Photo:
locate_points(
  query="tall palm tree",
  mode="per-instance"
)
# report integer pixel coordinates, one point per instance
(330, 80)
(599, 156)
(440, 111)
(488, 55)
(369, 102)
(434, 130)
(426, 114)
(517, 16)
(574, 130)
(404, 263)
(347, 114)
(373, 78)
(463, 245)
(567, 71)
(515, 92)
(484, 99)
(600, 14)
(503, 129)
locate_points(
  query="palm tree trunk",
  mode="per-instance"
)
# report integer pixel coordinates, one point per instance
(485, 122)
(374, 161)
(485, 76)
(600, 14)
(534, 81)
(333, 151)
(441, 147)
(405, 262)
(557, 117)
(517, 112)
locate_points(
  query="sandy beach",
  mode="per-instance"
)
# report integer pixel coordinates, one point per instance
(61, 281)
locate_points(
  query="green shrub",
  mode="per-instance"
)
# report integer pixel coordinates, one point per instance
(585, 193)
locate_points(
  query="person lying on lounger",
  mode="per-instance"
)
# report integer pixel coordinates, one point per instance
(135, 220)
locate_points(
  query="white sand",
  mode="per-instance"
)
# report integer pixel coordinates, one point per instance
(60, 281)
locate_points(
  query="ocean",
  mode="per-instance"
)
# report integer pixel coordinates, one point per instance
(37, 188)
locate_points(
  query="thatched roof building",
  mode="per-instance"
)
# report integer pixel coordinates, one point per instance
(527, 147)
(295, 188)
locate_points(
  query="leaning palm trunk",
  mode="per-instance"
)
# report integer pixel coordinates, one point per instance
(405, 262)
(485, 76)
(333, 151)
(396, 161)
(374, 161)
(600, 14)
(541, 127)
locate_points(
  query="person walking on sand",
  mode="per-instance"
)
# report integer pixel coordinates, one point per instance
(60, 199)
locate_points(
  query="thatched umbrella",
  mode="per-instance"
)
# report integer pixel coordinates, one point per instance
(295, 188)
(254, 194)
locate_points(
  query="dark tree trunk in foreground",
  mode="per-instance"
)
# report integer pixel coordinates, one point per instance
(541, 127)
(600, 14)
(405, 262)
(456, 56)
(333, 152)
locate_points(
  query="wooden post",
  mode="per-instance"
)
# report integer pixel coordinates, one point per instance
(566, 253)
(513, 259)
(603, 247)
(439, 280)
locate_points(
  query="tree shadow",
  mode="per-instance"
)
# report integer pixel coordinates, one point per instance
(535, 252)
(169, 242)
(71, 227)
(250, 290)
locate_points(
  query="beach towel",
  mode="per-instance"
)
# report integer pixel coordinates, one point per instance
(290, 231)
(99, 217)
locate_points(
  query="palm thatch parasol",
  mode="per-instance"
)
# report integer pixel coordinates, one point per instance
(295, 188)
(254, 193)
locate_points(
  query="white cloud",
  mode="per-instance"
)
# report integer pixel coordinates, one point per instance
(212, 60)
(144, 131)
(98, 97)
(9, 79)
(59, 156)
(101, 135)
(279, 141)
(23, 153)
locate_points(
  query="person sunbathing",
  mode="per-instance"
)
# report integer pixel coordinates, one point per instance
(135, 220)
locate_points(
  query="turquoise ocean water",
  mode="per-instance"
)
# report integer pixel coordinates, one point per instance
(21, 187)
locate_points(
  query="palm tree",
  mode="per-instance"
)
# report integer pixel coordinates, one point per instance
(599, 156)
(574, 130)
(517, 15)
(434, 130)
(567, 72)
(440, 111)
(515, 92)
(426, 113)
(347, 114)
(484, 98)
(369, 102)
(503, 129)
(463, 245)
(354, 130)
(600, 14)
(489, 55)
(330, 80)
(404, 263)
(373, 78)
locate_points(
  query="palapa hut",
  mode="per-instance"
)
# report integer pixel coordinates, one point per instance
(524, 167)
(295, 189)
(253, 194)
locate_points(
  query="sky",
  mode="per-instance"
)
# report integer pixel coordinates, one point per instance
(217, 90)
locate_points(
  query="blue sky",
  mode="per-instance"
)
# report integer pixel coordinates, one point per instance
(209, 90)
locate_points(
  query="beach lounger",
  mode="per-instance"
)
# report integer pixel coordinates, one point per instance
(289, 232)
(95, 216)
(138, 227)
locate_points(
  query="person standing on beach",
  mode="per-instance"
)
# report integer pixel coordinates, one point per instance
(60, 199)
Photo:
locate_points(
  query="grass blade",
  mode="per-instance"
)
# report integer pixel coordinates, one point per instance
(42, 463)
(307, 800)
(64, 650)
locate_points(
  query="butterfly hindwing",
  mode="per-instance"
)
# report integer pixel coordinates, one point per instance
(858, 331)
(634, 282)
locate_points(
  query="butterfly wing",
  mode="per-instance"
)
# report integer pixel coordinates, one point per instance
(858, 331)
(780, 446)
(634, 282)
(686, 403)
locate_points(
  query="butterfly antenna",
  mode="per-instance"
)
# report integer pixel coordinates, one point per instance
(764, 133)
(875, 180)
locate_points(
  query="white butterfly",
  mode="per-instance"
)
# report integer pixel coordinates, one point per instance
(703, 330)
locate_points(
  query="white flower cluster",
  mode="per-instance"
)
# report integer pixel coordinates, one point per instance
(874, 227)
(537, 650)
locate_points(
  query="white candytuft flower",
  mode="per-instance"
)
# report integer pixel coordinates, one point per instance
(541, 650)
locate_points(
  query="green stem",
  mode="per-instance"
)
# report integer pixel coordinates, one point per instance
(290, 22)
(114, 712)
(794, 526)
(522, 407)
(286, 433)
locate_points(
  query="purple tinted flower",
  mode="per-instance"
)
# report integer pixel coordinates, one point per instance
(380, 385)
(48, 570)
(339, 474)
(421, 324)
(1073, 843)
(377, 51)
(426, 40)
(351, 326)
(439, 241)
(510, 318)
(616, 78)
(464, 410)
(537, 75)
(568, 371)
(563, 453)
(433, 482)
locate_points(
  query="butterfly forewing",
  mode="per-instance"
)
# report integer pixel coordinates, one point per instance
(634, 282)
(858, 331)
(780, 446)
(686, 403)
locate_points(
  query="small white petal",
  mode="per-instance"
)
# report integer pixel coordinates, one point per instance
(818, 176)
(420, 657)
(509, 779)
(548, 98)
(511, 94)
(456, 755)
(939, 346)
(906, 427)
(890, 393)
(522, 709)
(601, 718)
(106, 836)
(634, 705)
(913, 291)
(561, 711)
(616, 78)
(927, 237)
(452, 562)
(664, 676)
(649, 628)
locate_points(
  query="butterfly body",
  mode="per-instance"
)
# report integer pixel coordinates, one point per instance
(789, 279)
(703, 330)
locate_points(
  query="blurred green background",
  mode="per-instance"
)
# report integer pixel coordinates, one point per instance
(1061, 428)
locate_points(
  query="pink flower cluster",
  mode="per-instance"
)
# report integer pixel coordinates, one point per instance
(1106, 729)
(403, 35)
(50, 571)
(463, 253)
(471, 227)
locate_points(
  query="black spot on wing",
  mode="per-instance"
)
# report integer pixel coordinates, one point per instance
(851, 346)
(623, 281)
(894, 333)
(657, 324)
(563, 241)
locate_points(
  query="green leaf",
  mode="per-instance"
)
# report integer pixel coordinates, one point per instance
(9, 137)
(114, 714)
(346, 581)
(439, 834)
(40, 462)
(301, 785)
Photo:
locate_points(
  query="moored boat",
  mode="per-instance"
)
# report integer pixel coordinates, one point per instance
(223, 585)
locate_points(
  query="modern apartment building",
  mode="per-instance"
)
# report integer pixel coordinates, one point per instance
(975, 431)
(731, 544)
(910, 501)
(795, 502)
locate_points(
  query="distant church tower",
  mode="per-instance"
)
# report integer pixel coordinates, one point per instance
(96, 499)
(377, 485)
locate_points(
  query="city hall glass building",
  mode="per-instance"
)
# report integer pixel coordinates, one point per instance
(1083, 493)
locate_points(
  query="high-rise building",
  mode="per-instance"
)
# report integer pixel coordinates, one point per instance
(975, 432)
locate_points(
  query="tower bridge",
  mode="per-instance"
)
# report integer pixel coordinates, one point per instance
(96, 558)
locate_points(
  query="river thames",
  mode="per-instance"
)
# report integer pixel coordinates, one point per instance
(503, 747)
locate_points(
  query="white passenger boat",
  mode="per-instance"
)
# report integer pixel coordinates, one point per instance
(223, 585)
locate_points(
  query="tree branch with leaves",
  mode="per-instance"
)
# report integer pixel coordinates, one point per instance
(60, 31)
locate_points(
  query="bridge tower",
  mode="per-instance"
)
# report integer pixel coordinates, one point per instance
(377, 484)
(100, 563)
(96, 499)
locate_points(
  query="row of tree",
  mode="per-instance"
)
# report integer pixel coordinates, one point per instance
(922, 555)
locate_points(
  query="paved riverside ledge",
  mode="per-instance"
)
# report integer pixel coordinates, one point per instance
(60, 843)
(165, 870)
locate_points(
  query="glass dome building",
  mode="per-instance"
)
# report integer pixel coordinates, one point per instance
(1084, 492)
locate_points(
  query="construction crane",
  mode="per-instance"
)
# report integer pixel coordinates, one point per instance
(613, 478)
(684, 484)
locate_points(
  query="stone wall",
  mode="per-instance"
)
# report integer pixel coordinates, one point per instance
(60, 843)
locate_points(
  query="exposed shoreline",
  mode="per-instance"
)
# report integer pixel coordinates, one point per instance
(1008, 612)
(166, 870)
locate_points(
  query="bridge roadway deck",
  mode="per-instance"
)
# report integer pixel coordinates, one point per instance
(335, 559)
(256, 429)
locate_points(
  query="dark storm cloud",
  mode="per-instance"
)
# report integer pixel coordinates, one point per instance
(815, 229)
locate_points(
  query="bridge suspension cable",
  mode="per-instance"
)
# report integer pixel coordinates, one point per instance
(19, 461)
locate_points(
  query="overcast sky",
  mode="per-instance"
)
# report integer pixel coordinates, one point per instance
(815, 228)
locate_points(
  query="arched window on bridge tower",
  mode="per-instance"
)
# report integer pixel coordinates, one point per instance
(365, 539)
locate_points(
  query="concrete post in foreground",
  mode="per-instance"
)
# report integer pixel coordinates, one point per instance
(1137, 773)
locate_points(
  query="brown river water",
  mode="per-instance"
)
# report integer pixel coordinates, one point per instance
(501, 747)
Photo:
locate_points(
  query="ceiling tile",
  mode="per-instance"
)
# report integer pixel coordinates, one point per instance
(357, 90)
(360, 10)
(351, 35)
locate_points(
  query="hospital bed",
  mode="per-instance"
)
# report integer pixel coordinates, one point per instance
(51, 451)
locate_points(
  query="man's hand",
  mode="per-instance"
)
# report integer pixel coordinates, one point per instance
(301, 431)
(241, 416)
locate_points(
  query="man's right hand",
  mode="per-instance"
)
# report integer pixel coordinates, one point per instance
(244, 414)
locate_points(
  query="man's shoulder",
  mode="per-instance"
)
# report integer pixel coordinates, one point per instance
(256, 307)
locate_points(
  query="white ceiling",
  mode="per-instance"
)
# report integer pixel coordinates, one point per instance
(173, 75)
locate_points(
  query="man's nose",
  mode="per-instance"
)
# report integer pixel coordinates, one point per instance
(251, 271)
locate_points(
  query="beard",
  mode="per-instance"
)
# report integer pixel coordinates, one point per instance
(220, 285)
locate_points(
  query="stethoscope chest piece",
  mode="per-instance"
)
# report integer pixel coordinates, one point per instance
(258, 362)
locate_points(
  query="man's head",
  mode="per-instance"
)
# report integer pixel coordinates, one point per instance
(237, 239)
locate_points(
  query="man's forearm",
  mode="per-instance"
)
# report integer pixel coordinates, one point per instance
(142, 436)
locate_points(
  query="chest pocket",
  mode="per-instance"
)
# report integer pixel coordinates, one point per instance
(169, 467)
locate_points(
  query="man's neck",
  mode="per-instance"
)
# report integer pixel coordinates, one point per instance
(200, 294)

- - - - - - -

▸ GOAL OF THE EXERCISE
Pick out every line in the items above that contains the word "white" and copy each one. Uppercase and lowercase letters count as different.

▸ CORRECT RESULT
  query="white sand",
  query="white cloud",
  query="white butterfly",
  query="white flower cluster",
  query="white candytuft flower",
  query="small white petal",
  query="white passenger boat",
  query="white ceiling",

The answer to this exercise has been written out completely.